Opini

Bagaimana Progresifitas Pemuda dalam Mengobarkan Revolusi Pancasila Melalui Revitalisasi Nilai-nilai Pancasila?

Monumen Pancasila Sakti. (Sumber foto: Babatpost.com)

avatar
Sketsa Unmul

sketsaunmul@gmail.com


Dunia mengalami perkembangan begitu cepat, tanpa diimbangi dengan kemampuan manusia untuk beradaptasi. Hal demikian di satu sisi mengindikasikan suatu kemajuan, namun di sisi lain menimbulkan kerentanan bagi suatu bangsa. Kerentanan yang terjadi karena ketidakmampuan untuk mengendalikan perubahan sehingga menggerus apa yang menjadi inti karakter dan identitas bangsa Indonesia. Karakter dan identitas bangsa Indonesia adalah Pancasila.

(Latihan untuk Dikerjakan):
1 > Ulangi kata demi kata bagian teks tentang Pancasila di atas yang terletak antara "Dunia mengalami perkembangan" dan "Indonesia adalah Pancasila.", termasuk kedua ujungnya.
2 > Teruskan penulisan teks tentang Pancasila di atas, mulai setelah kalimat terakhirnya.
Baris-baris berikut sama sekali tidak dipakai di sini.

(Data yang Disediakan):

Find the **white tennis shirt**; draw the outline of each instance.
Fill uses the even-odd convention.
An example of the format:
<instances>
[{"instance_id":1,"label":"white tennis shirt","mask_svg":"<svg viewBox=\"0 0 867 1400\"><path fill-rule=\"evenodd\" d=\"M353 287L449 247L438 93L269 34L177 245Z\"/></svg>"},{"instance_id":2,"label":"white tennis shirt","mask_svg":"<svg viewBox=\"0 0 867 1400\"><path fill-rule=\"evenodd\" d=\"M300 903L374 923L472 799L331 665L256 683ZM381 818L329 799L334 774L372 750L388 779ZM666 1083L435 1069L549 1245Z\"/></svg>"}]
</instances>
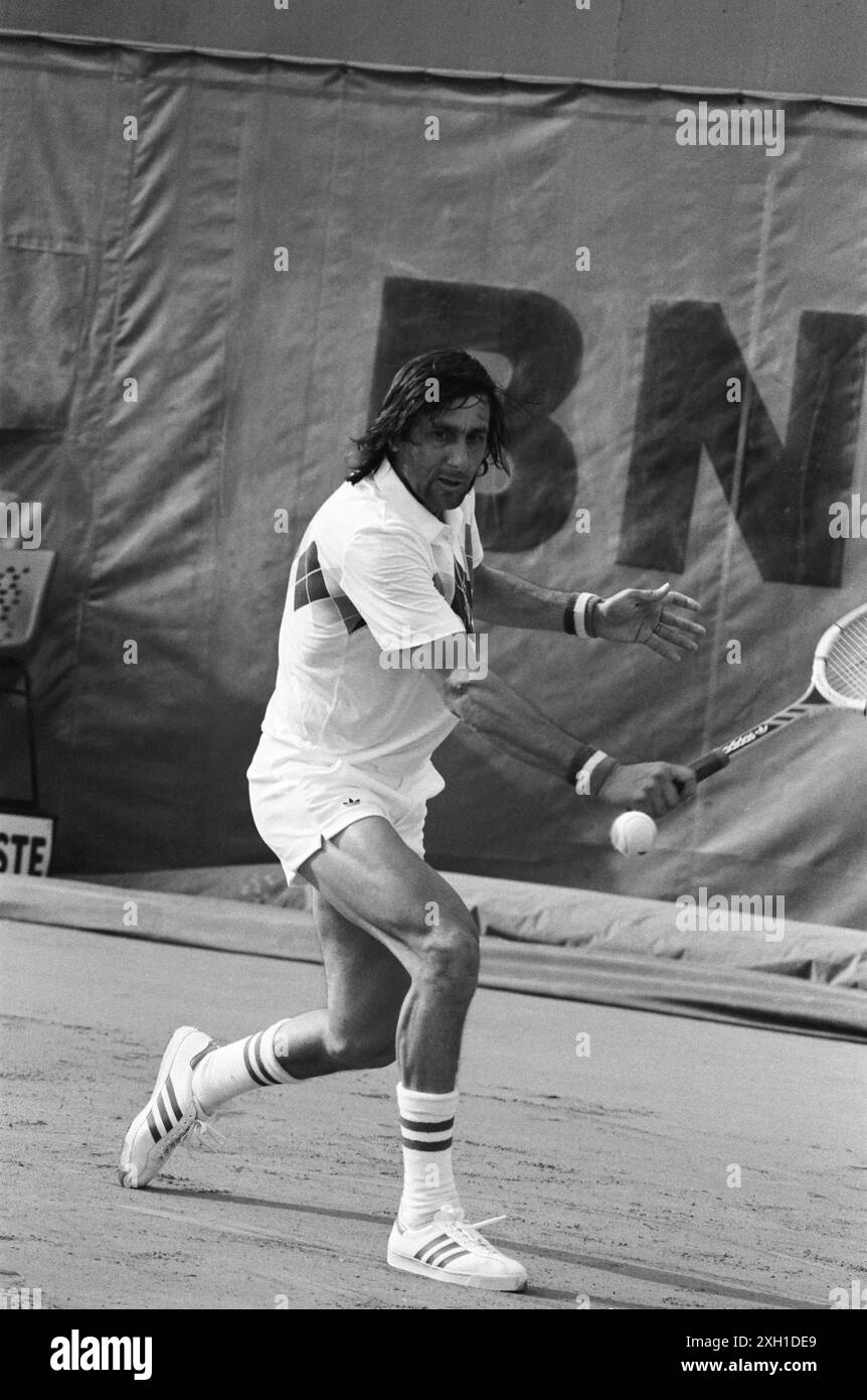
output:
<instances>
[{"instance_id":1,"label":"white tennis shirt","mask_svg":"<svg viewBox=\"0 0 867 1400\"><path fill-rule=\"evenodd\" d=\"M457 718L421 671L380 657L473 630L482 560L474 491L439 521L386 459L344 482L308 525L289 574L263 734L310 762L413 773Z\"/></svg>"}]
</instances>

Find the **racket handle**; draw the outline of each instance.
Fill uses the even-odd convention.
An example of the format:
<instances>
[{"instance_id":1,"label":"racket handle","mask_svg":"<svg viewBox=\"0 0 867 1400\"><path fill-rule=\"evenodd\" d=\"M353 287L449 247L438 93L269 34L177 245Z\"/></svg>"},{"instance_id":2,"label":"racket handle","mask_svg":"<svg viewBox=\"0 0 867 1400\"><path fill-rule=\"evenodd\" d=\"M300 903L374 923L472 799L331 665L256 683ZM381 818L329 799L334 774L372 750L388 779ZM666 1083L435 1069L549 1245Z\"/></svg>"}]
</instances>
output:
<instances>
[{"instance_id":1,"label":"racket handle","mask_svg":"<svg viewBox=\"0 0 867 1400\"><path fill-rule=\"evenodd\" d=\"M727 769L731 759L722 749L710 749L710 753L703 753L701 759L691 763L689 767L695 773L695 781L703 783L709 778L712 773L719 773L720 769Z\"/></svg>"},{"instance_id":2,"label":"racket handle","mask_svg":"<svg viewBox=\"0 0 867 1400\"><path fill-rule=\"evenodd\" d=\"M712 773L719 773L720 769L727 769L731 759L722 749L710 749L710 753L702 753L701 759L691 763L689 767L695 773L695 781L703 783L709 778ZM678 792L684 791L684 784L675 780L674 783Z\"/></svg>"}]
</instances>

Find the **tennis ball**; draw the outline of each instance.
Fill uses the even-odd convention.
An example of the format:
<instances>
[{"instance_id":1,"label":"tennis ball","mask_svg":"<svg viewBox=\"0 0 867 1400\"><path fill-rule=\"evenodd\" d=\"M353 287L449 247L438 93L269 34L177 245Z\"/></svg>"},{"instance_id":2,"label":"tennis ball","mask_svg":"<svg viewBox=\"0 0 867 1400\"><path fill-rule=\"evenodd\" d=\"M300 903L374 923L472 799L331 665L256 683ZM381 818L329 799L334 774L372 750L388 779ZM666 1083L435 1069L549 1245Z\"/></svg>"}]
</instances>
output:
<instances>
[{"instance_id":1,"label":"tennis ball","mask_svg":"<svg viewBox=\"0 0 867 1400\"><path fill-rule=\"evenodd\" d=\"M646 812L621 812L611 826L611 846L621 855L645 855L656 840L656 822Z\"/></svg>"}]
</instances>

(Jawaban Tertulis):
1 >
Dunia mengalami perkembangan begitu cepat, tanpa diimbangi dengan kemampuan manusia untuk beradaptasi. Hal demikian di satu sisi mengindikasikan suatu kemajuan, namun di sisi lain menimbulkan kerentanan bagi suatu bangsa. Kerentanan yang terjadi karena ketidakmampuan untuk mengendalikan perubahan sehingga menggerus apa yang menjadi inti karakter dan identitas bangsa Indonesia. Karakter dan identitas bangsa Indonesia adalah Pancasila.

2 >
Perkembangan dunia yang begitu cepat (suka tidak suka, mau tidak mau) telah menggerus nilai-nilai Pancasila. Nilai-nilai Pancasila yang dimaksud, baik itu nilai religiusitas yang menekankan etika dan moral dalam kehidupan mendapatkan suatu ancaman dari kebebasan tanpa batas yang semakin dominan dan eksesif. Begitupun dengan nilai kemanusiaan, persatuan, permusyawaratan, dan kegotongroyongan yang sedang menghadapi tantangan dari nilai-nilai baru, seperti individualis, konsumeris, asosial, dan sebagainya.

Pemuda hari ini yang umumnya sebagai generasi milenial secara tidak sadar teralienasi dari nilai-nilai Pancasila. Hal ini terjadi karena ketidaktahuan secara utuh mengenai nilai-nilai Pancasila dan bagaimana harus merealisasikannya dalam kehidupan sehari-hari. Dalam hal ini, menjadi tanggungjawab negara akan generasi penerus bangsa yang sudah mulai kehilangan arah pandang, keliru dalam berpikir, dan salah dalam bertindak.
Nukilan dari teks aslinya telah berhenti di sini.